• _SET TASKS_:
1 - In the acceptance-rates excerpt, repeat the passage starting with "This trend might" and going on through "the right direction.".
2 - Which keyword arguments are passed to px.bar in the code of the acceptance-rates excerpt? List them all.

• _DOCUMENT EXCERPT_:
Acceptance rates have fluctuated lightly from 2020-2023 (26.8%, 24.9%, 26.1% and 25.8%) though there was a dip (24.4%) in 2021. For 2024, we see a rather sharp drop off to 22.4%, which is partially caused by a lower first-round acceptance rate (23.2%) and amplified by 3 second-round rejects.

This trend might mean that the reviewers want higher-quality articles, which would be good if the research field was becoming more stable and reached a steady state, or that they become more conservative, which would be detrimental to the development of novel less consensual research directions. We hope the VSC will enquire more deeply and provide guidelines to the OPC and reviewers to steer the conference in the right direction.

Code

fig = px.bar(rates_decision_final,
    x = 'Percentage',
    y = 'year',
    barmode = 'stack',
    orientation = 'h',
    color = 'FinalDecision',
    text = 'Percentage',
    custom_data = ['FinalDecision','count'],
).update_layout(
    yaxis=dict(autorange="reversed", tickmode='linear'),
    title = 'Acceptance Rates since 2020',
    xaxis_title = 'Percentage of Submissions',
    **aspect(0.35)

• _EXCERPTED RECORDS_:
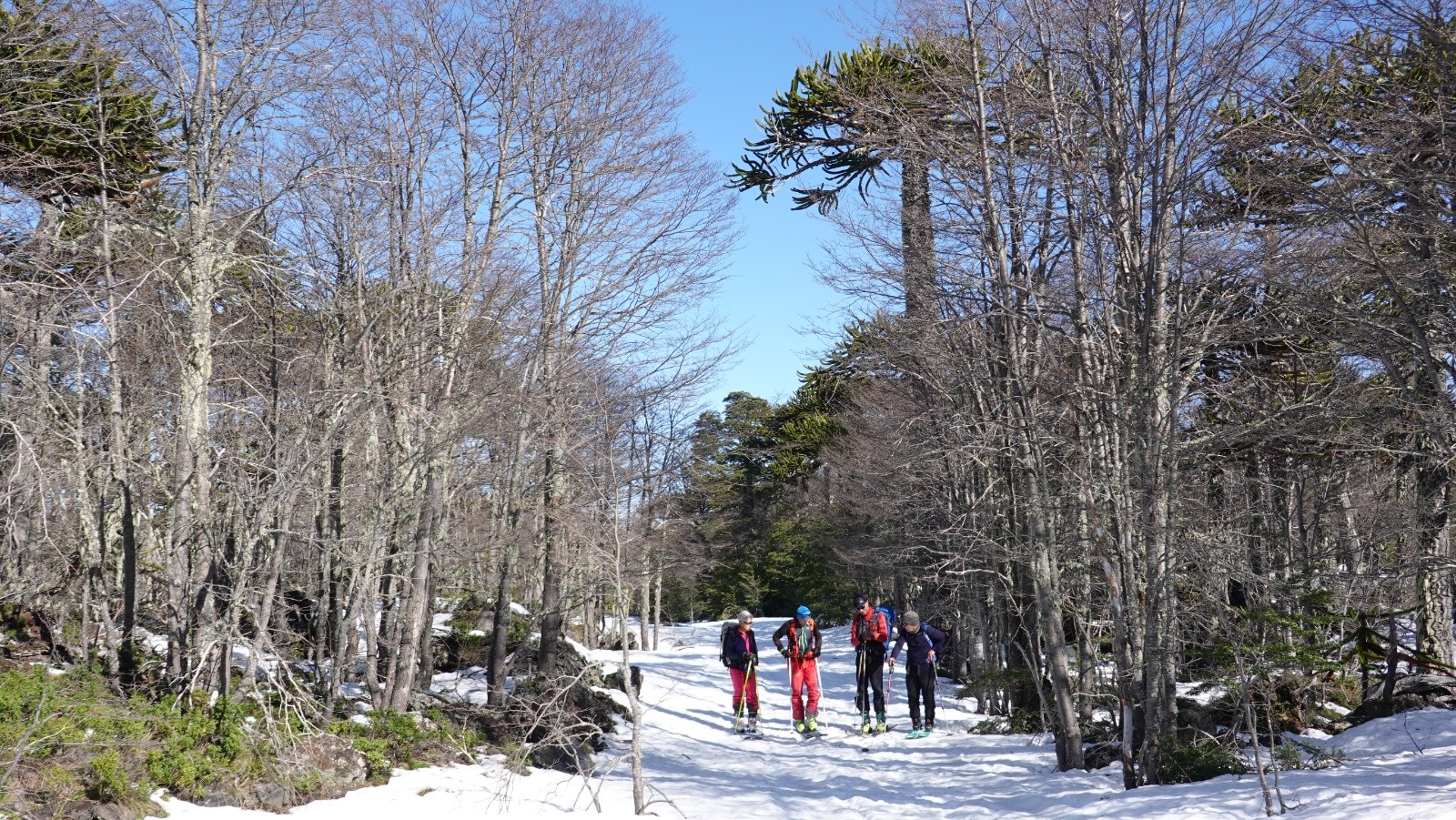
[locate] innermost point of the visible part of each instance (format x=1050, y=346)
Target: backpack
x=723, y=641
x=892, y=625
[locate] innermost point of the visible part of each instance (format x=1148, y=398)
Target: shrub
x=1191, y=764
x=109, y=781
x=405, y=740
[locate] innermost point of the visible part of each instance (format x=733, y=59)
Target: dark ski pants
x=744, y=688
x=870, y=681
x=921, y=683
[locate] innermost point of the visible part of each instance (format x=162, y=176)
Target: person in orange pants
x=803, y=650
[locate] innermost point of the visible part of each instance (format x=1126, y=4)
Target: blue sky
x=734, y=56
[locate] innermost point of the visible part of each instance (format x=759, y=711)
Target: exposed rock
x=77, y=810
x=334, y=759
x=274, y=797
x=1411, y=692
x=114, y=812
x=571, y=757
x=215, y=798
x=615, y=681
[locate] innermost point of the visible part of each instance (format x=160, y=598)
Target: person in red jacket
x=868, y=633
x=742, y=655
x=803, y=652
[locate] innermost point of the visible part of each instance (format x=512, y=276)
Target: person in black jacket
x=803, y=652
x=742, y=655
x=921, y=640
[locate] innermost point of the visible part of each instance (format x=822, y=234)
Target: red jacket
x=791, y=631
x=878, y=633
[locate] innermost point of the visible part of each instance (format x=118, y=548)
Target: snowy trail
x=1400, y=768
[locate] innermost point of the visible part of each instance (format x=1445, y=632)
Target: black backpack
x=723, y=641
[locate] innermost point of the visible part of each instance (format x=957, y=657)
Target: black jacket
x=919, y=643
x=740, y=647
x=791, y=631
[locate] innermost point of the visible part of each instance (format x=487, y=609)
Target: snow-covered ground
x=1398, y=768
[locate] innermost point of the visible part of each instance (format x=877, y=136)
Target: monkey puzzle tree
x=848, y=116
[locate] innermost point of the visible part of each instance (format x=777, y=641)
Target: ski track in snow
x=1398, y=768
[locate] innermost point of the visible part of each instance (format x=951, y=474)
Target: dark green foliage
x=392, y=740
x=82, y=735
x=1191, y=764
x=198, y=746
x=70, y=121
x=823, y=123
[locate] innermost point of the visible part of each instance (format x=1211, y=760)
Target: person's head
x=910, y=623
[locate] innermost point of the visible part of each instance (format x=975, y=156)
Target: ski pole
x=743, y=701
x=859, y=682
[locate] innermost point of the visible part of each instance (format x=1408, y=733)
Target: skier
x=868, y=633
x=921, y=641
x=803, y=650
x=742, y=653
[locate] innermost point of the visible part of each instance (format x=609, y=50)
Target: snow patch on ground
x=1398, y=768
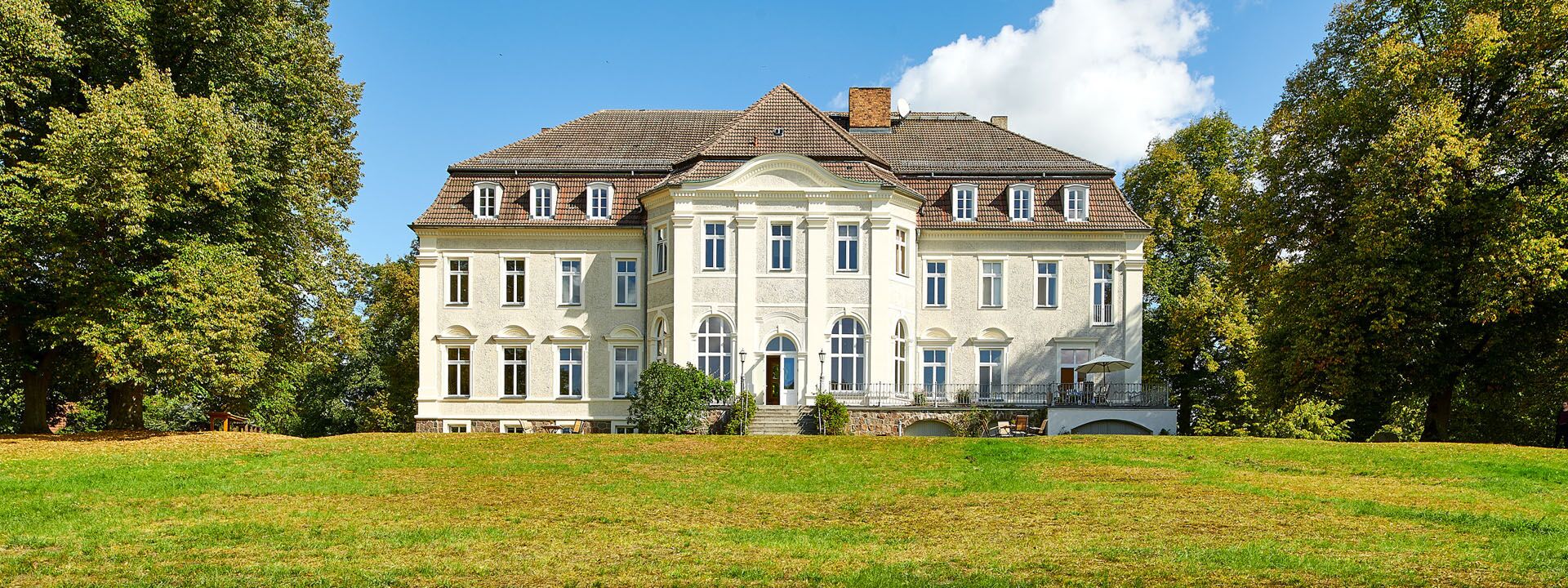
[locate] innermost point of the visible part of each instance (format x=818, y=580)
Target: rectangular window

• _ANSWERS BELOW_:
1 -
This trend might mean that the reviewers want higher-quality articles, which would be good if the research field was becoming more stable and reached a steady state, or that they become more conservative, which would be detrimental to the development of novel less consensual research directions. We hope the VSC will enquire more deeply and provide guidelines to the OPC and reviewers to steer the conference in the right direction.

2 - x, y, barmode, orientation, color, text, custom_data